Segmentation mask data
******************************
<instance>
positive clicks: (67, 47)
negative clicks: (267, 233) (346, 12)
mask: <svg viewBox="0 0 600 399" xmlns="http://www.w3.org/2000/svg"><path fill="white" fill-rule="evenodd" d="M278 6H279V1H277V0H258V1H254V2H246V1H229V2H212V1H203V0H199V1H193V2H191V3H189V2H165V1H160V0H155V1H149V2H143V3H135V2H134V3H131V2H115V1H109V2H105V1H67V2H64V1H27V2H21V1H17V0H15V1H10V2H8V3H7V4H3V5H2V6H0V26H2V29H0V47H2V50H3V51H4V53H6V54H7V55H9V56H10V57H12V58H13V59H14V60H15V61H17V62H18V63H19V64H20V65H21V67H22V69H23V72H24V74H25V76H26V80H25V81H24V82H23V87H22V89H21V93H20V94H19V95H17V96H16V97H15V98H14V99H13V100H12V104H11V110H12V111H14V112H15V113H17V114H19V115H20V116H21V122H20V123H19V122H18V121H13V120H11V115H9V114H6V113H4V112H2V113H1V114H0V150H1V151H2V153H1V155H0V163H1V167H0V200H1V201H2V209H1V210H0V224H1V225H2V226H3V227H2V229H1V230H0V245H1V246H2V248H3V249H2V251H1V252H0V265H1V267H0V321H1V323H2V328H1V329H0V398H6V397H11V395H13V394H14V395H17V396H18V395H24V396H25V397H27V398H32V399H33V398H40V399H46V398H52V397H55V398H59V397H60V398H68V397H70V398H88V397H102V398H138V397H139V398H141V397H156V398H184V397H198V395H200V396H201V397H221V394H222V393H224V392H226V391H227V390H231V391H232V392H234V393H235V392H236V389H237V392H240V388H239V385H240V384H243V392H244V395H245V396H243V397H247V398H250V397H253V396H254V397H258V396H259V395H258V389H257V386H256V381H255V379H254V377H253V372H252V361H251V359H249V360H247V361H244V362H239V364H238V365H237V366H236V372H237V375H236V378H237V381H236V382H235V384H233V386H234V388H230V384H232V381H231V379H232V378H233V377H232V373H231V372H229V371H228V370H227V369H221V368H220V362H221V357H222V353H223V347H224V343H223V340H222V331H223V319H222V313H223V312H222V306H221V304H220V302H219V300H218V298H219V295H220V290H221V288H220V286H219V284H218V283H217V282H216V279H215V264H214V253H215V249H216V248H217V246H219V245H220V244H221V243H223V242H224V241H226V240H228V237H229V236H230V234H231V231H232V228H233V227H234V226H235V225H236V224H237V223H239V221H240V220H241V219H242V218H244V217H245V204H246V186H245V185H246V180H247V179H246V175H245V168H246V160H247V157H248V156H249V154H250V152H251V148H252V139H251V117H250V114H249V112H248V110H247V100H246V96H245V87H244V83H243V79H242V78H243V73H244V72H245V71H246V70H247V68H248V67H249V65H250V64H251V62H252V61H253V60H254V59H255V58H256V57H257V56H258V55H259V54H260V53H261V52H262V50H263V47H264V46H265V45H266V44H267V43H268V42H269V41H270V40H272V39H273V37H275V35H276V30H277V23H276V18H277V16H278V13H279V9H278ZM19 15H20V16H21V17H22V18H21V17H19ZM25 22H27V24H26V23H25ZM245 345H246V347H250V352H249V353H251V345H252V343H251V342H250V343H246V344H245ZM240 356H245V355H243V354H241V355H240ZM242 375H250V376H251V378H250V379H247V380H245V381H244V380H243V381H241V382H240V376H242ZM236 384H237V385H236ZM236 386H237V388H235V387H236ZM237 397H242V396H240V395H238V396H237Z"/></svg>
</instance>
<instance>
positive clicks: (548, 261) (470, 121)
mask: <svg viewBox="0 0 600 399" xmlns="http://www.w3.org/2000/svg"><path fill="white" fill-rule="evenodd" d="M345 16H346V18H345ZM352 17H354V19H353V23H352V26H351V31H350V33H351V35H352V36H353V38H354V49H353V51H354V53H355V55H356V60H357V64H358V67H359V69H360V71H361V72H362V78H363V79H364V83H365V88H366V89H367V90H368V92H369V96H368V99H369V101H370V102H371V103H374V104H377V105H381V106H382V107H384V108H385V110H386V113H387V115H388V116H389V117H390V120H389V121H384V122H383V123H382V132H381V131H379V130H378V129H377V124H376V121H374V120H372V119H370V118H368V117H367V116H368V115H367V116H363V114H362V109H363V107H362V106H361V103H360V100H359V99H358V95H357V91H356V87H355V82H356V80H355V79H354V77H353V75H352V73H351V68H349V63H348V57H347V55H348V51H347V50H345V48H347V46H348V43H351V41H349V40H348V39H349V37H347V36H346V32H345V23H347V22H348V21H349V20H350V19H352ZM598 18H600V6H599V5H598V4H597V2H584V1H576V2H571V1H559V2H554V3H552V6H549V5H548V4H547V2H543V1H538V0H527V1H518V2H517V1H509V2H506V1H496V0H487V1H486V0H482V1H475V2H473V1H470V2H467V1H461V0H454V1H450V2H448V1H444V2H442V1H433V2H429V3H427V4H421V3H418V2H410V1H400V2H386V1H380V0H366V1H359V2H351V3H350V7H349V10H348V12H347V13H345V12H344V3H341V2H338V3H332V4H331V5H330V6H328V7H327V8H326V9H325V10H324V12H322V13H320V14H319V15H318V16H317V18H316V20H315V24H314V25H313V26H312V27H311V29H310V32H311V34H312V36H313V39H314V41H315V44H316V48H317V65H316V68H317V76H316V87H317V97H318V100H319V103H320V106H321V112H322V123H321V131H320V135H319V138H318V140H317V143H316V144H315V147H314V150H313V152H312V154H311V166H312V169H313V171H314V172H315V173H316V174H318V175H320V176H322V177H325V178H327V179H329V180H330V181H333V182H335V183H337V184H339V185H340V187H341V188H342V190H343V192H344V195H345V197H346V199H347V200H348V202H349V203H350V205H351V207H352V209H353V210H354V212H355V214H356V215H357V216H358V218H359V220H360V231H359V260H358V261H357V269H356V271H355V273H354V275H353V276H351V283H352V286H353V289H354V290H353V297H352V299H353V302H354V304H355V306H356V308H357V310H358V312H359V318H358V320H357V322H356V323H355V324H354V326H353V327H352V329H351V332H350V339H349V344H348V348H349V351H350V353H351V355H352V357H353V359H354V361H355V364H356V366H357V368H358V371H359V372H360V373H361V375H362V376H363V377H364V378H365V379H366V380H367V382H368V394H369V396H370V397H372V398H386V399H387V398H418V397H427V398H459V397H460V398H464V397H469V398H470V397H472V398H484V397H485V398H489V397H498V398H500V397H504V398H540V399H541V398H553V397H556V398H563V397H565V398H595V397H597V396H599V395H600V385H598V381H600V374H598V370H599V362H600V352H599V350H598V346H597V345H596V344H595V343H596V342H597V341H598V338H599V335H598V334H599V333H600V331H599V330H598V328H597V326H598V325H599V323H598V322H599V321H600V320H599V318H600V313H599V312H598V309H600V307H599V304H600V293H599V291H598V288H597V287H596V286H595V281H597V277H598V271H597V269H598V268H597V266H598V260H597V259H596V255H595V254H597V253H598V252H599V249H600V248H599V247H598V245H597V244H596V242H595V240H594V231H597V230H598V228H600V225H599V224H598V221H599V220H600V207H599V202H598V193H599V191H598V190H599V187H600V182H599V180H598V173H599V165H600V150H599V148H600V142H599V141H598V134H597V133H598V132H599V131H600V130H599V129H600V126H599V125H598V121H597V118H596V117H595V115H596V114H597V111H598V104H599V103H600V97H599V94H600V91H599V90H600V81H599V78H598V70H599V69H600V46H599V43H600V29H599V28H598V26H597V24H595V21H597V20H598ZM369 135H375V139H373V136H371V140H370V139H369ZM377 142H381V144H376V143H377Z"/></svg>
******************************
Task item: What lines in the entries above include the string "positive"? Return each one.

Output below:
positive clicks: (67, 47)
positive clicks: (548, 261) (470, 121)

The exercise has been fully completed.